| STORED RECORDS |

======

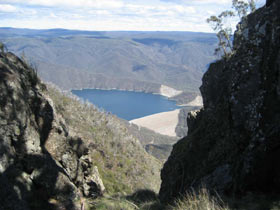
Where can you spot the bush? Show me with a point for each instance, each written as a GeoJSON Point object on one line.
{"type": "Point", "coordinates": [199, 201]}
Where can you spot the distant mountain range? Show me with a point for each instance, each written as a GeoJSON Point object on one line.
{"type": "Point", "coordinates": [128, 60]}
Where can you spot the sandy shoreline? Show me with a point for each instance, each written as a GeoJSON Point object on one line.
{"type": "Point", "coordinates": [163, 123]}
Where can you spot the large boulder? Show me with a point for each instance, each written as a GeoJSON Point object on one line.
{"type": "Point", "coordinates": [34, 173]}
{"type": "Point", "coordinates": [233, 143]}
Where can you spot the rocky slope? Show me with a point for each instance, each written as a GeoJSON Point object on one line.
{"type": "Point", "coordinates": [233, 142]}
{"type": "Point", "coordinates": [56, 152]}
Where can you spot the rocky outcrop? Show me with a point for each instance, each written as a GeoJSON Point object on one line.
{"type": "Point", "coordinates": [56, 151]}
{"type": "Point", "coordinates": [32, 174]}
{"type": "Point", "coordinates": [233, 143]}
{"type": "Point", "coordinates": [182, 126]}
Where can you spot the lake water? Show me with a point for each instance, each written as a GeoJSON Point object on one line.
{"type": "Point", "coordinates": [126, 104]}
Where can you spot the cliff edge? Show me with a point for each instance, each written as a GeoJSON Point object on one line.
{"type": "Point", "coordinates": [233, 143]}
{"type": "Point", "coordinates": [56, 152]}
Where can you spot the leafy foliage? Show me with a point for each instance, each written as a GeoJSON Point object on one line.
{"type": "Point", "coordinates": [223, 30]}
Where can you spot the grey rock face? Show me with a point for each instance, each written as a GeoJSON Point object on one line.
{"type": "Point", "coordinates": [233, 142]}
{"type": "Point", "coordinates": [34, 171]}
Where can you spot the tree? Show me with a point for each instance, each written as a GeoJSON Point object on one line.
{"type": "Point", "coordinates": [223, 30]}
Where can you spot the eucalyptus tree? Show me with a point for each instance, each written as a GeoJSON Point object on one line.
{"type": "Point", "coordinates": [220, 24]}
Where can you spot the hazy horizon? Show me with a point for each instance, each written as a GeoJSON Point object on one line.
{"type": "Point", "coordinates": [113, 15]}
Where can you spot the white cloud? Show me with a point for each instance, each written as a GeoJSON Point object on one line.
{"type": "Point", "coordinates": [70, 3]}
{"type": "Point", "coordinates": [7, 8]}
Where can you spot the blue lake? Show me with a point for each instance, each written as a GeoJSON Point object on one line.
{"type": "Point", "coordinates": [126, 104]}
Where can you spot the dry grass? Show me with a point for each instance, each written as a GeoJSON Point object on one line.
{"type": "Point", "coordinates": [199, 201]}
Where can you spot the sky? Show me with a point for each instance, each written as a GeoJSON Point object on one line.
{"type": "Point", "coordinates": [112, 15]}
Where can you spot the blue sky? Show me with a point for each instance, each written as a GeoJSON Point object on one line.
{"type": "Point", "coordinates": [139, 15]}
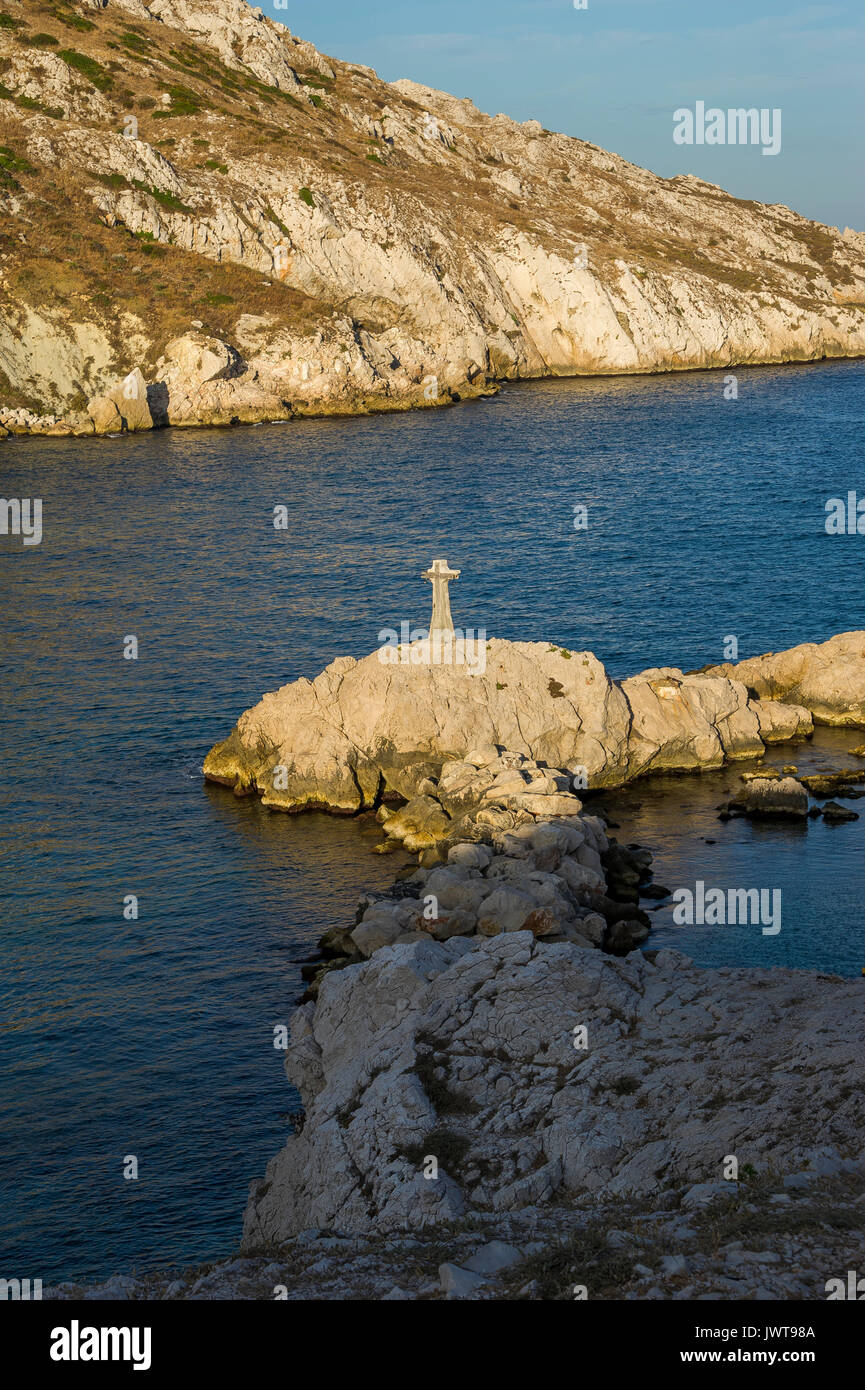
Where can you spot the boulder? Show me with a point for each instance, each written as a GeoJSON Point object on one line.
{"type": "Point", "coordinates": [773, 797]}
{"type": "Point", "coordinates": [465, 1050]}
{"type": "Point", "coordinates": [825, 677]}
{"type": "Point", "coordinates": [123, 407]}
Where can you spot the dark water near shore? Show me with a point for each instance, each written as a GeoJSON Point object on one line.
{"type": "Point", "coordinates": [155, 1037]}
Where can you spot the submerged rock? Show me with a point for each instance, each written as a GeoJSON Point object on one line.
{"type": "Point", "coordinates": [773, 797]}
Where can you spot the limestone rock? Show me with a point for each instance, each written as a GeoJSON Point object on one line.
{"type": "Point", "coordinates": [775, 797]}
{"type": "Point", "coordinates": [465, 1050]}
{"type": "Point", "coordinates": [825, 677]}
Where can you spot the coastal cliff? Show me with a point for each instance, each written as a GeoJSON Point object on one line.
{"type": "Point", "coordinates": [207, 221]}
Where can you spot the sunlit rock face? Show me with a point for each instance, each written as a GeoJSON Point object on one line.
{"type": "Point", "coordinates": [230, 180]}
{"type": "Point", "coordinates": [381, 726]}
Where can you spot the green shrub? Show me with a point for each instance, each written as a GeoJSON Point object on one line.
{"type": "Point", "coordinates": [89, 68]}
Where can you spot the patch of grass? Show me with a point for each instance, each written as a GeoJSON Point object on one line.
{"type": "Point", "coordinates": [431, 1058]}
{"type": "Point", "coordinates": [135, 42]}
{"type": "Point", "coordinates": [89, 68]}
{"type": "Point", "coordinates": [184, 102]}
{"type": "Point", "coordinates": [14, 163]}
{"type": "Point", "coordinates": [441, 1143]}
{"type": "Point", "coordinates": [75, 21]}
{"type": "Point", "coordinates": [277, 221]}
{"type": "Point", "coordinates": [625, 1086]}
{"type": "Point", "coordinates": [111, 180]}
{"type": "Point", "coordinates": [39, 41]}
{"type": "Point", "coordinates": [168, 200]}
{"type": "Point", "coordinates": [584, 1258]}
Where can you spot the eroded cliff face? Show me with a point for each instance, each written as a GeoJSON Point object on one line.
{"type": "Point", "coordinates": [192, 191]}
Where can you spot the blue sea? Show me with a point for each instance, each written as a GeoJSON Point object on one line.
{"type": "Point", "coordinates": [153, 1037]}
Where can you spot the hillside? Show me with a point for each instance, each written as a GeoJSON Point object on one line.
{"type": "Point", "coordinates": [198, 198]}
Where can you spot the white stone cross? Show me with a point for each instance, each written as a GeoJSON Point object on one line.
{"type": "Point", "coordinates": [440, 577]}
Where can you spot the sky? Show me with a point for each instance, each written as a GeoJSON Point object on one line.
{"type": "Point", "coordinates": [616, 71]}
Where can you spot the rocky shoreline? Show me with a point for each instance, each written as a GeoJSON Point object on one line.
{"type": "Point", "coordinates": [505, 1098]}
{"type": "Point", "coordinates": [263, 231]}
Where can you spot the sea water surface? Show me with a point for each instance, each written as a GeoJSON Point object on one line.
{"type": "Point", "coordinates": [153, 1037]}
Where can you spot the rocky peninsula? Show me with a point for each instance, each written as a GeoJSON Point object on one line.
{"type": "Point", "coordinates": [502, 1097]}
{"type": "Point", "coordinates": [206, 221]}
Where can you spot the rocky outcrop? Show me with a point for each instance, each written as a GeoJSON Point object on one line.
{"type": "Point", "coordinates": [370, 729]}
{"type": "Point", "coordinates": [826, 677]}
{"type": "Point", "coordinates": [448, 1077]}
{"type": "Point", "coordinates": [301, 211]}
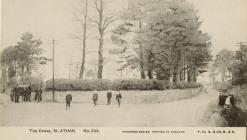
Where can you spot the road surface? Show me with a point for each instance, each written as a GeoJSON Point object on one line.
{"type": "Point", "coordinates": [183, 113]}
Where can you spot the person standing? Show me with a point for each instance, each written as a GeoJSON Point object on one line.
{"type": "Point", "coordinates": [95, 97]}
{"type": "Point", "coordinates": [228, 101]}
{"type": "Point", "coordinates": [16, 94]}
{"type": "Point", "coordinates": [118, 98]}
{"type": "Point", "coordinates": [68, 100]}
{"type": "Point", "coordinates": [29, 92]}
{"type": "Point", "coordinates": [12, 95]}
{"type": "Point", "coordinates": [109, 96]}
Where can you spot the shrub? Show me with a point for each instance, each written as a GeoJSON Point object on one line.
{"type": "Point", "coordinates": [35, 82]}
{"type": "Point", "coordinates": [185, 85]}
{"type": "Point", "coordinates": [101, 84]}
{"type": "Point", "coordinates": [77, 85]}
{"type": "Point", "coordinates": [139, 84]}
{"type": "Point", "coordinates": [234, 116]}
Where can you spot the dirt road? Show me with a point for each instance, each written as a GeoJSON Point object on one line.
{"type": "Point", "coordinates": [188, 112]}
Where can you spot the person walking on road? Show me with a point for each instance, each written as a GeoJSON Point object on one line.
{"type": "Point", "coordinates": [118, 98]}
{"type": "Point", "coordinates": [228, 101]}
{"type": "Point", "coordinates": [109, 96]}
{"type": "Point", "coordinates": [95, 97]}
{"type": "Point", "coordinates": [68, 100]}
{"type": "Point", "coordinates": [12, 95]}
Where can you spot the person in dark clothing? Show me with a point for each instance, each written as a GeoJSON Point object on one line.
{"type": "Point", "coordinates": [29, 92]}
{"type": "Point", "coordinates": [16, 94]}
{"type": "Point", "coordinates": [232, 100]}
{"type": "Point", "coordinates": [12, 95]}
{"type": "Point", "coordinates": [95, 97]}
{"type": "Point", "coordinates": [109, 96]}
{"type": "Point", "coordinates": [39, 95]}
{"type": "Point", "coordinates": [118, 98]}
{"type": "Point", "coordinates": [68, 100]}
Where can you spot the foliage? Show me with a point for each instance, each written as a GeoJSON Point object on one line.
{"type": "Point", "coordinates": [35, 82]}
{"type": "Point", "coordinates": [170, 43]}
{"type": "Point", "coordinates": [23, 57]}
{"type": "Point", "coordinates": [222, 62]}
{"type": "Point", "coordinates": [119, 84]}
{"type": "Point", "coordinates": [239, 67]}
{"type": "Point", "coordinates": [185, 85]}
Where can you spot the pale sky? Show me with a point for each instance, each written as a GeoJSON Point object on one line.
{"type": "Point", "coordinates": [224, 20]}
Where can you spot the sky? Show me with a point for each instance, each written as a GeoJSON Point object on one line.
{"type": "Point", "coordinates": [224, 20]}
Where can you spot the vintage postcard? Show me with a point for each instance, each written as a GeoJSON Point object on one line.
{"type": "Point", "coordinates": [155, 68]}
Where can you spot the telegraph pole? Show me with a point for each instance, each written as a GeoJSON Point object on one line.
{"type": "Point", "coordinates": [53, 80]}
{"type": "Point", "coordinates": [53, 42]}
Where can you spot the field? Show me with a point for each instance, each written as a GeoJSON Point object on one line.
{"type": "Point", "coordinates": [139, 108]}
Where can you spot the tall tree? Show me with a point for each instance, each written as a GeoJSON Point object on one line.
{"type": "Point", "coordinates": [102, 23]}
{"type": "Point", "coordinates": [239, 67]}
{"type": "Point", "coordinates": [81, 18]}
{"type": "Point", "coordinates": [24, 57]}
{"type": "Point", "coordinates": [84, 39]}
{"type": "Point", "coordinates": [135, 14]}
{"type": "Point", "coordinates": [223, 61]}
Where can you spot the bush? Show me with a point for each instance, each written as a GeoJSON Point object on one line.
{"type": "Point", "coordinates": [139, 84]}
{"type": "Point", "coordinates": [119, 84]}
{"type": "Point", "coordinates": [101, 84]}
{"type": "Point", "coordinates": [185, 85]}
{"type": "Point", "coordinates": [234, 116]}
{"type": "Point", "coordinates": [78, 85]}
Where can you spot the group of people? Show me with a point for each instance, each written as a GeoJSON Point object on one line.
{"type": "Point", "coordinates": [226, 100]}
{"type": "Point", "coordinates": [24, 92]}
{"type": "Point", "coordinates": [95, 98]}
{"type": "Point", "coordinates": [108, 96]}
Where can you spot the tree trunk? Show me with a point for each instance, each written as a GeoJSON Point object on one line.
{"type": "Point", "coordinates": [84, 42]}
{"type": "Point", "coordinates": [101, 42]}
{"type": "Point", "coordinates": [141, 56]}
{"type": "Point", "coordinates": [150, 64]}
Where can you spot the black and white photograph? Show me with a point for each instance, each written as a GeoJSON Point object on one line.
{"type": "Point", "coordinates": [123, 63]}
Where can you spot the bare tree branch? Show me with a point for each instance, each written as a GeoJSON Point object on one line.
{"type": "Point", "coordinates": [94, 21]}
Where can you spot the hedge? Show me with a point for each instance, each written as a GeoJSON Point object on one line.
{"type": "Point", "coordinates": [185, 85]}
{"type": "Point", "coordinates": [119, 84]}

======

| REQUEST |
Convert the records into a two-column CSV with the header input,output, starting at the line that has "Where can you spot the hedge?" and continuing through the end of the records. Each row pairs an entry's text with its answer, each in one double-quoted field, with any line breaks inside a field replaced by spaces.

| RESPONSE TO THE TASK |
input,output
"Where can you spot the hedge? Show me with a point for each instance, each written as a GeoJSON Point object on one line.","{""type"": ""Point"", ""coordinates"": [185, 85]} {""type"": ""Point"", ""coordinates"": [119, 84]}"